■ PROVIDED PASSAGE
European Union consults on sustainable corporate governance 

Australia: Super funds subject to small business payment reporting Mark Langridge
November 11, 2020

The European Commission invites input by 8 Feb 2021, on measures required to realign corporate governance with key aspects of a sustainable economy, such as social and human rights and environmental matters. The public consultation comprises 26 questions that include the alignment of directors’ remuneration with sustainability metrics, directors’ duties of care and supply chain due diligence measures. The commission is expected to publish legislative proposals in Q1 2021. 

The consultation follows earlier commission initiatives to promote long-term sustainability in corporate governance, including measures included in the European Green Deal and the Communication on the COVID-19 recovery plan. Earlier in 2020, the commission published two studies on directors’ duties and sustainable corporate governance, and a study on due diligence requirements in supply chains. Separately, the commission is reviewing implementation of the nonfinancial reporting directive.


  • Remuneration of directors. The commission invites input on different approaches to aligning directors’ remuneration with a longer-term perspective, including integrating sustainability risks and opportunities in their business strategies, and the establishment of sustainability metrics.

■ THE DATA

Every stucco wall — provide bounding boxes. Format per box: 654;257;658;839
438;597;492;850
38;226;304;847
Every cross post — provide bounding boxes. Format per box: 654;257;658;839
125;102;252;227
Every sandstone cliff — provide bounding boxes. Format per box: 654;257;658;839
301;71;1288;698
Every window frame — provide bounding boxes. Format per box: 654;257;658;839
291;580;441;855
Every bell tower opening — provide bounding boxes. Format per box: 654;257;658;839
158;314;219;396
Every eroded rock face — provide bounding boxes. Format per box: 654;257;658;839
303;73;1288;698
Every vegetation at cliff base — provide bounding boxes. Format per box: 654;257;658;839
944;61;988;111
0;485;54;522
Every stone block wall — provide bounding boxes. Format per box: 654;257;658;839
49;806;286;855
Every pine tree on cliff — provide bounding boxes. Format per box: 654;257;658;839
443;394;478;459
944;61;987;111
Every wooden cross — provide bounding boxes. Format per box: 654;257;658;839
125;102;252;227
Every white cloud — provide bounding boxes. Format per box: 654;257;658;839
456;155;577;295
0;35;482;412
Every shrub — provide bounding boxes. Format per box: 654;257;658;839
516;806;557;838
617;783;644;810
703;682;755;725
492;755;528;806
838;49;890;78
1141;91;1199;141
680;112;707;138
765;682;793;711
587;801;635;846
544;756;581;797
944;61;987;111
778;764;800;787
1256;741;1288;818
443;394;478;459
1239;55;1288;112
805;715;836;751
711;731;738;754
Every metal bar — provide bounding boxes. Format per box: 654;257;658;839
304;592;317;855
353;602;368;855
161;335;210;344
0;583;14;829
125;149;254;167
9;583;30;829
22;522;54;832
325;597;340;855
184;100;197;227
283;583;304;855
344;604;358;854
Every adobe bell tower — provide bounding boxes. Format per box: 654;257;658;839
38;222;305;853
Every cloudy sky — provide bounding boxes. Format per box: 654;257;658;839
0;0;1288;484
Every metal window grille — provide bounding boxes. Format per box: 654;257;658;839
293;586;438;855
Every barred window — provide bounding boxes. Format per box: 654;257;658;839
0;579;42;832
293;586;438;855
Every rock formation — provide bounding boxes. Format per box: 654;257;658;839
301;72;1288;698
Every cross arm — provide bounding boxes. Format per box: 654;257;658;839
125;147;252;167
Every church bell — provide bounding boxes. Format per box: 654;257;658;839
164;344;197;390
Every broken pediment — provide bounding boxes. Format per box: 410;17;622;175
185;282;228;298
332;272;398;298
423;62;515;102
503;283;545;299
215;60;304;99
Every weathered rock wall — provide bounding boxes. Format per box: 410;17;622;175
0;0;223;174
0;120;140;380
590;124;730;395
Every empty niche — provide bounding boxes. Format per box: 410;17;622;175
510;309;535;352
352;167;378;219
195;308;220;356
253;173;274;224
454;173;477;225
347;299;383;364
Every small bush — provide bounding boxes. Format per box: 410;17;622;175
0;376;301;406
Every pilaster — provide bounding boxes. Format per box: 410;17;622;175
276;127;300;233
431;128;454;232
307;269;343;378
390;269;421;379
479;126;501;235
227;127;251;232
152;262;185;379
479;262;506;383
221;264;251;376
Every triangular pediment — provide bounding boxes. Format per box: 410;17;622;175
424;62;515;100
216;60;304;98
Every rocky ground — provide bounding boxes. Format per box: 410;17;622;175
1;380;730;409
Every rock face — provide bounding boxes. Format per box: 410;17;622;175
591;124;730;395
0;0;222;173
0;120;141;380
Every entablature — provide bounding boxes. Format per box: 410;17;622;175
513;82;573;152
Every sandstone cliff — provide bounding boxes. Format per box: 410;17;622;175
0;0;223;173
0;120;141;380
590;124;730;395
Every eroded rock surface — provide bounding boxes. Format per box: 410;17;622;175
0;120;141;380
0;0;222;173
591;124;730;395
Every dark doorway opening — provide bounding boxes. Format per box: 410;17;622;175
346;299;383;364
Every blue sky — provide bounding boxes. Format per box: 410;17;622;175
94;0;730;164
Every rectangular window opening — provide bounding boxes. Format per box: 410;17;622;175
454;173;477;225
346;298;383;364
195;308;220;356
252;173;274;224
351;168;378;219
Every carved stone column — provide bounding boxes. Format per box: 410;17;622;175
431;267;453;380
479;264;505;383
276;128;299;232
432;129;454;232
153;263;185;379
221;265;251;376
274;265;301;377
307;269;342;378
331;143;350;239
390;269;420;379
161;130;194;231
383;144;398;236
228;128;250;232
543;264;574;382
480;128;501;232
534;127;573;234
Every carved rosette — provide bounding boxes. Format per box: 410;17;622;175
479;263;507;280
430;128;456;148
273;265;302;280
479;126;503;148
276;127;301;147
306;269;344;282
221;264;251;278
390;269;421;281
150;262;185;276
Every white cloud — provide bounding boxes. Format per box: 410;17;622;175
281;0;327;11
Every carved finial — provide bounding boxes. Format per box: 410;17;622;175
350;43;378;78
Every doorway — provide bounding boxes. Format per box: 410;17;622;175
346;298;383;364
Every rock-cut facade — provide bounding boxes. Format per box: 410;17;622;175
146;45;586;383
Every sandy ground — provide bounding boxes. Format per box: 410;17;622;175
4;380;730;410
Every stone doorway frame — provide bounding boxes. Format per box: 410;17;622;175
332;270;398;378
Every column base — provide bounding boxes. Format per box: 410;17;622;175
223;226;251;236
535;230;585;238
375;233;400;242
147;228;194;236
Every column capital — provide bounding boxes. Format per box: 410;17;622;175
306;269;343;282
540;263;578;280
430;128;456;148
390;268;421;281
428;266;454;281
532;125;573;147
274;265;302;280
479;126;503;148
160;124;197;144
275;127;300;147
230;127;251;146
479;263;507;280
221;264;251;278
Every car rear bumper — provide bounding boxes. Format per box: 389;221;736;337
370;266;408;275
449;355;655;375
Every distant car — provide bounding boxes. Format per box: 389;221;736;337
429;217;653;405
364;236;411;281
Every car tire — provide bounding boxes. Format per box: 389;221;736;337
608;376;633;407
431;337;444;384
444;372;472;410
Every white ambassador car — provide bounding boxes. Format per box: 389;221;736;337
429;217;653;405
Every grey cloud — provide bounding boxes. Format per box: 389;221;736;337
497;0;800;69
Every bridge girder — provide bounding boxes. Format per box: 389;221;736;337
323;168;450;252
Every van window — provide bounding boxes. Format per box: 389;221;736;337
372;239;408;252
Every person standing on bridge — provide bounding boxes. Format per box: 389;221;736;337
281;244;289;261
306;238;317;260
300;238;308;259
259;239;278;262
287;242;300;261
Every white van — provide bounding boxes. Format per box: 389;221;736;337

■ WHAT NEEDS TO BE DONE
Continue the article on the European Commission's consultation on sustainable corporate governance, starting after its last sentence.

■ WRITTEN ANSWER
  • Directors’ duties of care. The consultation seeks input about the need to more clearly define directors’ duties of care. This includes considering and balancing the interests of a broader range of stakeholders with the short-term financial interests of shareholders. This could require companies to consider the environmental, human rights and social impacts of their stakeholders.
  • Sustainability expertise on boards. The commission will consider what steps boards might take to deepen their expertise on sustainability issues.
  • Supply chain due diligence. The consultation invites input on issues that should be addressed in supply chain due diligence, including the introduction of adequate processes to prevent, mitigate and account for human rights and environmental impacts in companies’ operations and supply chains. The consultation also asks for views on the need for enforcement measures of mandatory due diligence duty. The suggested topics include human rights (including labor rights, workplace safety and health, decent wages and working hours), climate change mitigation, natural capital, land degradation, pollution efficient use of resources and raw materials, and hazardous substances and waste.